> ACTIONS TO TAKE:
**A)** Using the excerpt on the U.S. war against al Qaeda, answer these:
(i) What single imperative has driven the U.S. war against terrorism over the past year?
(ii) What date appears under the heading "The United States One Year Later"?
(iii) What is al Qaeda struggling to prove as the conflict continues?
**B)** Carry on the excerpt on the U.S. war against al Qaeda from the point where it stops.

But this may reflect more on al Qaeda's internal structure and planning than the effectiveness of U.S. actions. In the past the group has waited a few years between major attacks, and under the current circumstances, it has little need to prove it is still surviving the U.S. assault given that Washington daily reiterates the continued terror threat.

Both the United States and al Qaeda are far from declaring victory. The United States continues to press the offensive and warn of the ongoing threat from al Qaeda, while the group has survived but not yet triggered the momentum needed for a massive paradigm shift in the Islamic world. And as the conflict continues, both sides are struggling for credibility -- al Qaeda to prove that even the United States cannot crush it, and Washington to demonstrate that anyone who threatens the United States cannot survive.

Part II

The United States One Year Later
10 September 2002

Summary

Over the past year, one overwhelming imperative has driven the U.S. war against terrorism: preventing another attack on U.S. soil. And so far, at least, Washington has been quite successful. But the United States will continue to push the offensive, as the absence of a second major strike since Sept. 11, 2001, offers little proof that al Qaeda has been rendered unwilling or incapable of more attacks.

> DATA ROWS:
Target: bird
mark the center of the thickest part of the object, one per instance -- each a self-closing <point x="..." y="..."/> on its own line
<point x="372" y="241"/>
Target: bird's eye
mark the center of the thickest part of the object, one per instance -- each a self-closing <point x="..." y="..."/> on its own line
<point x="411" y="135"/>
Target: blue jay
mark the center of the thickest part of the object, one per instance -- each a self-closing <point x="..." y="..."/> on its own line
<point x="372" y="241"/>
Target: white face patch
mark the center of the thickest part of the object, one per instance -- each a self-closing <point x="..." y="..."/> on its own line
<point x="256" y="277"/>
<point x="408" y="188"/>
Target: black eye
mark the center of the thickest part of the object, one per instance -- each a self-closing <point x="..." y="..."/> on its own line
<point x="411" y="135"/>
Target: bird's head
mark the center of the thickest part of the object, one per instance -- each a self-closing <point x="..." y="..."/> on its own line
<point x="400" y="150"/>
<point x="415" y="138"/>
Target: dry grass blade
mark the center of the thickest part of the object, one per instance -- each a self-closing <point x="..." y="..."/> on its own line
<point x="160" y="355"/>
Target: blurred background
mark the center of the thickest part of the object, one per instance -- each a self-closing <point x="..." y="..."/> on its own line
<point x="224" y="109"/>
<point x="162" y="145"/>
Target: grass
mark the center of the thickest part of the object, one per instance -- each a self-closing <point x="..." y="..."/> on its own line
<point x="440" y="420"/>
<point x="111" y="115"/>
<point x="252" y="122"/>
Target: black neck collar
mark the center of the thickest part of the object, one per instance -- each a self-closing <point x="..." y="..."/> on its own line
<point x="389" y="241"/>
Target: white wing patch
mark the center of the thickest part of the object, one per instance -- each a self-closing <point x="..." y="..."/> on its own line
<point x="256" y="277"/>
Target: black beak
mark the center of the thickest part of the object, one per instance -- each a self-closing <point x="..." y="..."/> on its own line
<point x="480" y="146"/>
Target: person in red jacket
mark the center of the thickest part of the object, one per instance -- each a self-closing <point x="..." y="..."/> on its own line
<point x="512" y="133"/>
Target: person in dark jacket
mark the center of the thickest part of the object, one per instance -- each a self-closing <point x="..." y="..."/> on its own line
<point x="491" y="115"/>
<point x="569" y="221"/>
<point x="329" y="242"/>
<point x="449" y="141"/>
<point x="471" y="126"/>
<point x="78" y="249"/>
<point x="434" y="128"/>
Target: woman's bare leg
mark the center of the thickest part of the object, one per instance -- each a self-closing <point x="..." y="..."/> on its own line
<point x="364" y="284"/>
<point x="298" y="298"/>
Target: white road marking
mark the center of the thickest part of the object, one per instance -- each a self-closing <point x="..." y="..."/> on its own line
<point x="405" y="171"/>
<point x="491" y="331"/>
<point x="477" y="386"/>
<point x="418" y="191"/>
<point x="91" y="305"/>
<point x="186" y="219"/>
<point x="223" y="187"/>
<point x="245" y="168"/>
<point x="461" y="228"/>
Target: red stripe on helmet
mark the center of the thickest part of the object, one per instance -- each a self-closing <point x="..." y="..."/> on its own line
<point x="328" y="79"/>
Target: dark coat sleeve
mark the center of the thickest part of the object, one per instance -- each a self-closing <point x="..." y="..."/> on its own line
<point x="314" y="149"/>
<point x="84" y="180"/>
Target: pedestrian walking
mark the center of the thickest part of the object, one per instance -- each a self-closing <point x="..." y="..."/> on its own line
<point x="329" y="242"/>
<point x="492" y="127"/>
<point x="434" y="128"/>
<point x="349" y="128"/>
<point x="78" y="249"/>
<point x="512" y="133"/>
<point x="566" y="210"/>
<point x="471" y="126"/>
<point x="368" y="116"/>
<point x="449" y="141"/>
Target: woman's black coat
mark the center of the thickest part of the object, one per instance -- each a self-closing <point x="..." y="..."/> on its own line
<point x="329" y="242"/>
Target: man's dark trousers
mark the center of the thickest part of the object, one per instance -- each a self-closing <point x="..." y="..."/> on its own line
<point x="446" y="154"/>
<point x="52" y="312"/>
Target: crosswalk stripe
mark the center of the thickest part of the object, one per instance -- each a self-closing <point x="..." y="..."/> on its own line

> EXPECTED ANSWERS:
**A)**
(i) Preventing another attack on U.S. soil.
(ii) 10 September 2002.
(iii) That even the United States cannot crush it.

**B)**
Analysis

The one-year anniversary of the attacks on New York and Washington serves as a convenient point from which to observe the accomplishments in the U.S. anti-terrorism war. Washington has been driven by two overriding goals in the current campaign, one defensive and one offensive. The first and foremost is to not be attacked again. The second closely related goal is to destroy al Qaeda's capability to inflict another Sept. 11.

Superficially, Washington has proven successful in its main strategic aim: There have been no more successful terrorist attacks on U.S. soil since Sept. 11, 2001. But this initial success raises an important set of questions.

Does the absence of attacks guarantee there will be no more in the future? Does a year without follow-on strikes demonstrate that Washington has effectively destabilized or destroyed al Qaeda? Or is the lack of successive strikes simply a product of the internal dynamics of al Qaeda, a sign that the group is reshaping and adjusting its tactical planning to fit the current global situation?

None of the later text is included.